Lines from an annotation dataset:
◆ ◆ ◆ ◆ ◆ ◆ ◆

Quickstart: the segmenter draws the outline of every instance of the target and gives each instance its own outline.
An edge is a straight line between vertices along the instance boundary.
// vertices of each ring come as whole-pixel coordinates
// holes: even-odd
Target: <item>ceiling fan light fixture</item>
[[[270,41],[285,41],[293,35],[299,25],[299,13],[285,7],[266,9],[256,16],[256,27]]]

◆ ◆ ◆ ◆ ◆ ◆ ◆

▸ **Aim of the task**
Can you express the lines above as a Markdown table with the columns "Row" and "Line", numbering each line in the first column and skipping any blank ones?

▸ **Task output**
| Row | Line |
|---|---|
| 1 | Quickstart: the segmenter draws the outline of every instance of the target and gives each instance its own outline. |
| 2 | An edge is a straight line between vertices along the instance boundary. |
| 3 | // vertices of each ring come as whole-pixel coordinates |
| 4 | // holes: even-odd |
| 5 | Target: <item>ceiling fan light fixture</item> |
| 6 | [[[270,41],[285,41],[293,35],[299,25],[299,13],[285,7],[266,9],[256,16],[256,27]]] |